GIVEN DATA:
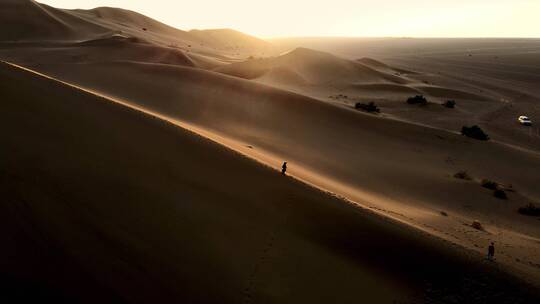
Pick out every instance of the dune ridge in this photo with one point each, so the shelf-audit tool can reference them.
(289, 224)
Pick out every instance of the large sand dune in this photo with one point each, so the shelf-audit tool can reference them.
(117, 193)
(381, 163)
(122, 206)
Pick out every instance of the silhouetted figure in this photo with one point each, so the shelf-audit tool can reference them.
(491, 252)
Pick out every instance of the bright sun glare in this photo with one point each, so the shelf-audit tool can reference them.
(279, 18)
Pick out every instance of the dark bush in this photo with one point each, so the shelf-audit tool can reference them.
(450, 104)
(530, 209)
(462, 175)
(418, 99)
(368, 107)
(474, 132)
(500, 194)
(489, 184)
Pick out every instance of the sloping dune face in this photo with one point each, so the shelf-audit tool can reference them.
(124, 207)
(316, 68)
(384, 164)
(26, 20)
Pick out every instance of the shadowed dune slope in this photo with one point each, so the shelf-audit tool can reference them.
(379, 162)
(102, 203)
(26, 20)
(30, 21)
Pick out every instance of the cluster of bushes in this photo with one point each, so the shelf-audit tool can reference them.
(450, 104)
(418, 99)
(368, 107)
(497, 191)
(462, 175)
(474, 132)
(530, 209)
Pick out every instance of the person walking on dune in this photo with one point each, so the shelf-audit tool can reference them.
(491, 251)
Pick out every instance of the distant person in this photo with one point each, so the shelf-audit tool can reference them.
(491, 251)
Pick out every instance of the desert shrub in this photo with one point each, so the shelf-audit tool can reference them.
(418, 99)
(450, 104)
(477, 225)
(501, 194)
(474, 132)
(368, 107)
(530, 209)
(489, 184)
(462, 175)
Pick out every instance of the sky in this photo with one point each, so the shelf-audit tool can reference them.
(351, 18)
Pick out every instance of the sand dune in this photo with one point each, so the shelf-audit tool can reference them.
(317, 68)
(158, 212)
(29, 21)
(181, 225)
(26, 20)
(383, 164)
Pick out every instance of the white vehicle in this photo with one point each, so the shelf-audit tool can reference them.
(524, 120)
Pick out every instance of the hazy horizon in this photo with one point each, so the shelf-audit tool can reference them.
(343, 18)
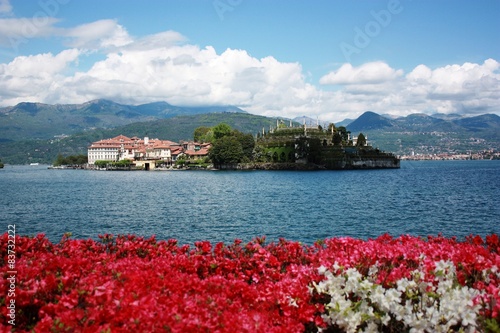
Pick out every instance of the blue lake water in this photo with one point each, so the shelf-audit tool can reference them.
(454, 198)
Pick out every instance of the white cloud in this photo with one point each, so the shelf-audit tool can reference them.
(164, 67)
(369, 73)
(15, 31)
(5, 7)
(33, 78)
(98, 35)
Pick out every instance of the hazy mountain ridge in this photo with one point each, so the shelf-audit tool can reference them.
(424, 134)
(26, 120)
(28, 130)
(424, 123)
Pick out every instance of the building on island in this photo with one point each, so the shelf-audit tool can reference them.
(145, 153)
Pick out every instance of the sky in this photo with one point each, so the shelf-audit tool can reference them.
(325, 59)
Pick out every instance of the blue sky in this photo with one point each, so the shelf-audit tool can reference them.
(326, 59)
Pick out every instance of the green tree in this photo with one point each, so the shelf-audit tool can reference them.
(226, 151)
(201, 133)
(60, 160)
(344, 134)
(332, 128)
(247, 143)
(221, 130)
(361, 140)
(337, 138)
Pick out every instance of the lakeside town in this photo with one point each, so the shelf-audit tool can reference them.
(481, 155)
(221, 147)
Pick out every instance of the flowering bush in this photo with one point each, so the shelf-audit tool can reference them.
(127, 283)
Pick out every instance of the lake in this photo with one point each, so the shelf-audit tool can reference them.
(452, 198)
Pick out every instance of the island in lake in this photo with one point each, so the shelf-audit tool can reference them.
(220, 147)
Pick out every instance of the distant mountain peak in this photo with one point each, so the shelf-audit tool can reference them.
(369, 121)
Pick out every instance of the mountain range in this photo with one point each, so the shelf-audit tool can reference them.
(36, 132)
(26, 121)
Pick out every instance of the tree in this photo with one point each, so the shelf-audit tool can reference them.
(226, 151)
(361, 140)
(344, 134)
(247, 143)
(332, 128)
(221, 130)
(337, 139)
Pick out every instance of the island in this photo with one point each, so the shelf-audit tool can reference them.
(293, 147)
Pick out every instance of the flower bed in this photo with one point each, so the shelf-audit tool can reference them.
(127, 283)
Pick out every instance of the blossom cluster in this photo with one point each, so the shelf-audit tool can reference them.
(128, 283)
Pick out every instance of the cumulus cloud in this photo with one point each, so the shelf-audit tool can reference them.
(33, 78)
(97, 35)
(469, 88)
(369, 73)
(5, 7)
(15, 31)
(164, 67)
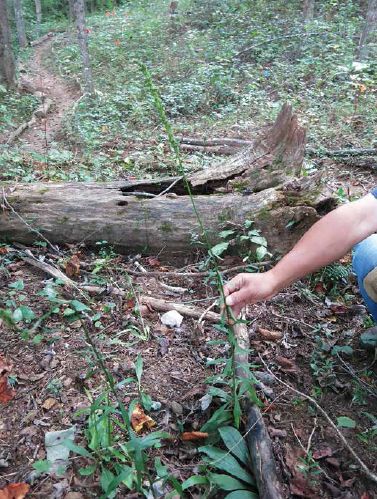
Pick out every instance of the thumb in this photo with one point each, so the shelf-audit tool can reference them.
(236, 298)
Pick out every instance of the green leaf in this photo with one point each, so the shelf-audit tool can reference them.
(78, 306)
(226, 482)
(260, 240)
(18, 285)
(224, 461)
(235, 443)
(219, 248)
(81, 451)
(347, 350)
(345, 422)
(88, 470)
(68, 312)
(194, 480)
(219, 418)
(242, 494)
(226, 233)
(106, 479)
(139, 368)
(260, 252)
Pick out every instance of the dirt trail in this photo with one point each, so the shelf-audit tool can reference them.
(38, 138)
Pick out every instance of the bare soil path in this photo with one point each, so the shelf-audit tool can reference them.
(39, 137)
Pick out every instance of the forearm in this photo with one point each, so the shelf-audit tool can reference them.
(328, 240)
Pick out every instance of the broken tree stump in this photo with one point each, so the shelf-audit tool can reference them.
(261, 183)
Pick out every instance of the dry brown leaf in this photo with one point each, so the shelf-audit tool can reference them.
(189, 436)
(72, 268)
(287, 365)
(14, 491)
(270, 335)
(140, 421)
(49, 403)
(6, 392)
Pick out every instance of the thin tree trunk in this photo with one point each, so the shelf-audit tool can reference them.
(369, 28)
(7, 67)
(38, 15)
(308, 10)
(82, 37)
(20, 24)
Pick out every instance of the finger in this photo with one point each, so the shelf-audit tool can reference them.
(237, 297)
(233, 285)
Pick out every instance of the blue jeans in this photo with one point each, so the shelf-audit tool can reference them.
(364, 261)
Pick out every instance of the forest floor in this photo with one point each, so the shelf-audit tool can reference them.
(39, 137)
(55, 375)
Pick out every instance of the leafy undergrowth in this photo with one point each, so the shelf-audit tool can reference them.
(141, 404)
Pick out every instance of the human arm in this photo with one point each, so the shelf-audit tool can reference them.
(326, 241)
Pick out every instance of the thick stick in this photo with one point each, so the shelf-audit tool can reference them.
(258, 440)
(156, 303)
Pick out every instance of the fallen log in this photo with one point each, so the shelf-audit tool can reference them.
(259, 183)
(258, 440)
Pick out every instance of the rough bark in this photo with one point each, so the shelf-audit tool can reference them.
(82, 38)
(368, 30)
(133, 217)
(7, 67)
(258, 440)
(38, 17)
(308, 10)
(20, 23)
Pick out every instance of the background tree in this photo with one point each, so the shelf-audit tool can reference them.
(20, 24)
(7, 68)
(82, 37)
(369, 29)
(308, 10)
(38, 15)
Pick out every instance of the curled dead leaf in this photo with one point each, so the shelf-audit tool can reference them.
(140, 421)
(14, 491)
(189, 436)
(287, 365)
(49, 403)
(72, 268)
(268, 335)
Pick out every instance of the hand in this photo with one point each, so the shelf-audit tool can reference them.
(249, 288)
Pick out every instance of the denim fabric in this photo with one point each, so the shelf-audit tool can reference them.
(365, 260)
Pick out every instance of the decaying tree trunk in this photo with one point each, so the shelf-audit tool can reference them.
(369, 28)
(7, 67)
(260, 184)
(82, 38)
(20, 23)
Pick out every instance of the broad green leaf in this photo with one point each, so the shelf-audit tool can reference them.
(219, 248)
(88, 470)
(224, 461)
(260, 240)
(261, 252)
(139, 368)
(226, 233)
(194, 480)
(78, 306)
(106, 478)
(219, 418)
(242, 494)
(345, 422)
(18, 285)
(226, 482)
(81, 451)
(235, 443)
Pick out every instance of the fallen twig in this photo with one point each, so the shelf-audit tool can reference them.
(372, 476)
(258, 440)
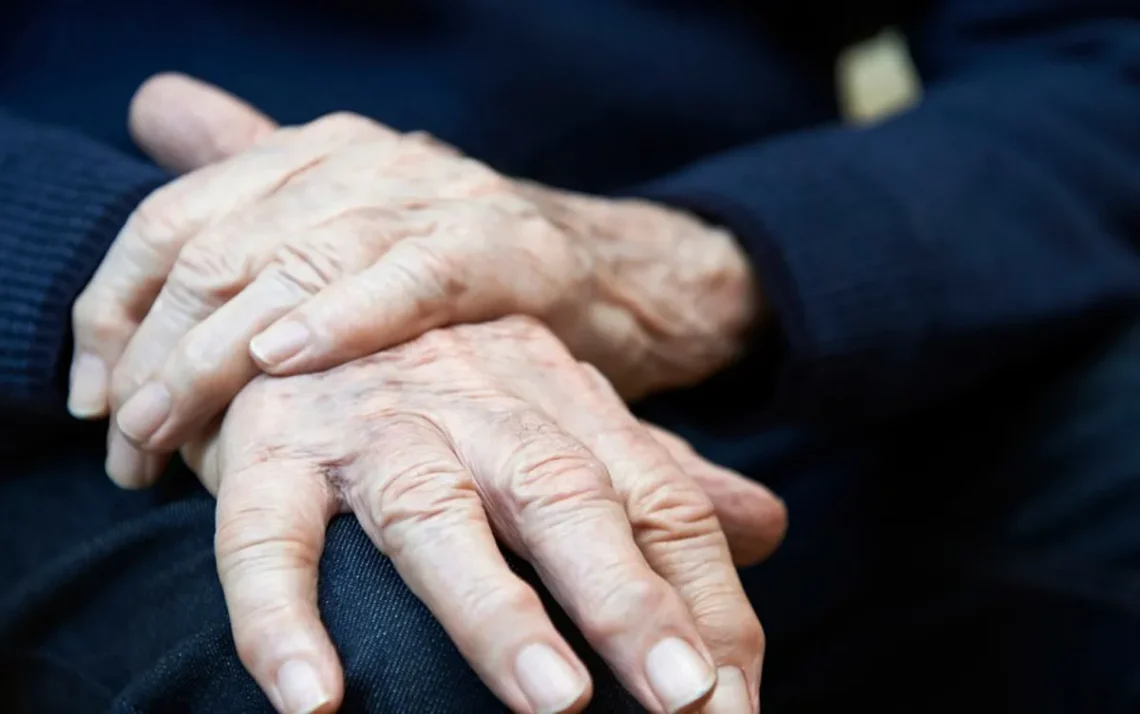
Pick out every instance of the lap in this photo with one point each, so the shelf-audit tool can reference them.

EXERCISE DETAILS: Leave out all pictures and retype precisely the lines that run from the line containing "Pick out every instance of the rough" to the last line of the records.

EXERCISE SOLUTION:
Pick out every instance of the rough bark in this photo with one point each, so the shelf-audit tool can reference them.
(82, 38)
(368, 30)
(133, 217)
(7, 67)
(258, 440)
(38, 17)
(308, 10)
(20, 23)
Pick out every instance of the background tree in this photo with one point each, so the shelf-audit tool can reference them.
(20, 24)
(7, 68)
(82, 37)
(369, 29)
(308, 10)
(38, 15)
Pick out every instance of the curled dead leaf in this photo with one point each, so the shelf-audit tool can reference them.
(140, 421)
(14, 491)
(189, 436)
(287, 365)
(49, 403)
(72, 268)
(268, 335)
Pick out every instance of the hand in this photo with one point each, so the shelf-audit tool can reference them.
(249, 288)
Pick out every instance of the denim fabric in this photo with one point each, so the shelf-audit tool can reference them.
(365, 260)
Pick out every instance of the decaying tree trunk in this photo with one point each, so the shelf-audit tool can reference them.
(369, 28)
(7, 67)
(260, 184)
(82, 38)
(20, 23)
Pick out every instance of the broad green leaf in this photo with one point each, so the shelf-audit tool can reference them.
(219, 248)
(88, 470)
(224, 461)
(260, 240)
(261, 252)
(139, 368)
(226, 233)
(194, 480)
(78, 306)
(106, 478)
(219, 418)
(242, 494)
(345, 422)
(18, 285)
(226, 482)
(81, 451)
(235, 443)
Pick out every instance of the fallen twig in this photo with one point each, so the shelf-audit tool can reference them.
(372, 476)
(258, 440)
Pick out every instance of the lap in this photo with one point each, so the shelf-audit tool can reference them.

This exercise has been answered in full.